* **Excerpt**:
= Beginning of Section =

Are we so enamored with our yoga, so enthralled by our practice, that we’re blinded by our adoration, our pride? We are in love—with this yoga, with this new self! And we want all the world to see! Is that it?
“Hell-Bent” is an attempt to answer all sorts of questions, about Bikram yoga, about yoga’s vast history and complex origins, about the author’s own skepticisms, about the actual physiological ramifications of doing 50 back-bends a day or logging 6+ hours in a room heated above 100 degrees. The book also provides a rare inside look into the Bikram Yoga community through copious interviews, research, quotes, and first-hand experiences and, in doing so, validates that this yoga is powerful, yes, but power can lead to corruption, hatred, extreme and unhealthy behaviors. I found these explorations interesting, if not a little overdone. I appreciated Ben’s meticulous research. I liked that he did answer a lot of questions—but also left a lot unanswered, unsaid, open to the reader’s own conclusions. I applaud his honesty. His writing strikes a nice balance between journalistic, comedic, and soulful. And, throughout, his wit and willingness to poke fun at himself and at the yoga community he’s a part of helped buoy a narrative that, like many a yoga-memoir before it, could have started sinking onto the bottom shelf of the self-help aisle.
However, I realized, come the book’s end, that the one question that plagued me—the one question that has, over the last many months, swayed me away from this here blog—is: So, what?
And what I mean by that is:
We each have our yoga story. And no two are alike.
But why are we so compelled to tell them?
In the good moments, I found myself throughly engrossed in “Hell-Bent,” to the point I couldn’t put it down or couldn’t wait to get into the hot room to determine if I saw or felt my practice differently, based on what I’d read.

= End of Section =

* **Study material**:

= Beginning of Section =

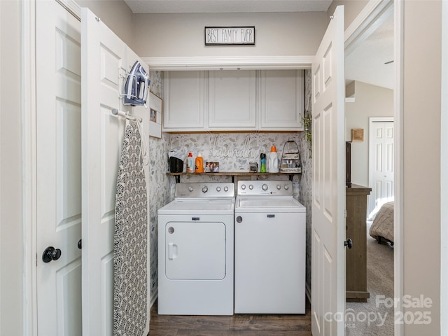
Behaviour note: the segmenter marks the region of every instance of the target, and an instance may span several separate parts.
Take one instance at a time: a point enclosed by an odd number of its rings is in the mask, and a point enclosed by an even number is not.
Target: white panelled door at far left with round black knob
[[[36,64],[37,330],[81,335],[80,22],[56,1],[36,1]]]

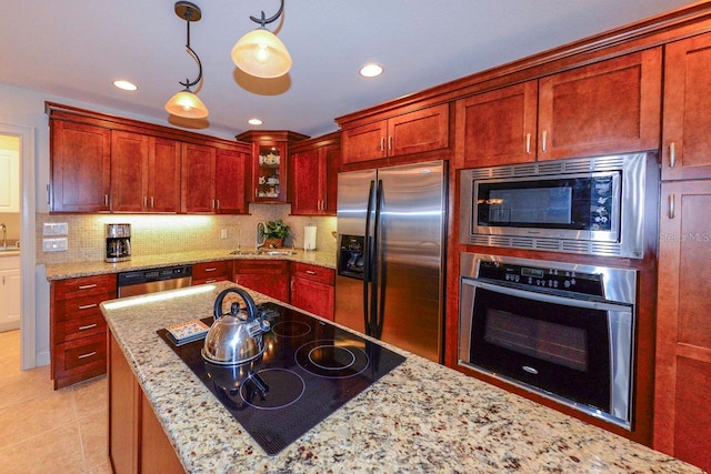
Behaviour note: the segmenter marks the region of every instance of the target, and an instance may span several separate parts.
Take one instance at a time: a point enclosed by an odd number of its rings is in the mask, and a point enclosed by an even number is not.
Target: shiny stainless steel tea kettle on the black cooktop
[[[229,293],[239,294],[246,304],[247,315],[234,302],[229,313],[222,313],[222,302]],[[269,331],[269,321],[257,316],[254,300],[242,289],[229,288],[214,302],[214,322],[204,337],[202,357],[213,364],[236,365],[250,362],[264,352],[262,334]]]

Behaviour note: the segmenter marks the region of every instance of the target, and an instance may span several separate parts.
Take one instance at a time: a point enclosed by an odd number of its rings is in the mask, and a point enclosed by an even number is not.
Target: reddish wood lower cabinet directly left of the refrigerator
[[[291,262],[290,303],[333,321],[336,272],[318,265]]]

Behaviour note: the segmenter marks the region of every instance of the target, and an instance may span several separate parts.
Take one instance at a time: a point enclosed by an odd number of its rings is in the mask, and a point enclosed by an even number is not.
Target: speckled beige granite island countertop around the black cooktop
[[[268,456],[157,334],[170,324],[211,315],[217,295],[234,284],[203,286],[203,293],[171,300],[136,296],[121,300],[136,303],[121,307],[102,303],[111,332],[188,472],[701,472],[392,346],[408,357],[404,363]],[[250,293],[258,304],[272,301]]]

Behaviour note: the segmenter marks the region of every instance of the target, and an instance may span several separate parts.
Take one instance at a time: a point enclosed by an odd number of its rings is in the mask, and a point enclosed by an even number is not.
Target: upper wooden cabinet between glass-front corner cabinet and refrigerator
[[[292,214],[336,215],[340,154],[339,133],[293,147],[289,164]]]

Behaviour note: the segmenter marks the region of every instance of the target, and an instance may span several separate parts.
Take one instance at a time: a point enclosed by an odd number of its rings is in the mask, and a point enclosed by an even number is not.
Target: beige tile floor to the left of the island
[[[0,333],[0,473],[111,473],[107,379],[52,390],[49,366],[20,370],[20,331]]]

= End of Section =

* **Parts of the exercise**:
a) From the review of "Hell-Bent", transcribe the passage starting at "And what I mean" and ending at "what I’d read.".
b) In the review of "Hell-Bent", what are all the means through which the book gives its inside look at the Bikram Yoga community?

* **Numbered responses**:
a)
And what I mean by that is:
We each have our yoga story. And no two are alike.
But why are we so compelled to tell them?
In the good moments, I found myself throughly engrossed in “Hell-Bent,” to the point I couldn’t put it down or couldn’t wait to get into the hot room to determine if I saw or felt my practice differently, based on what I’d read.

b)
- interviews
- research
- quotes
- first-hand experiences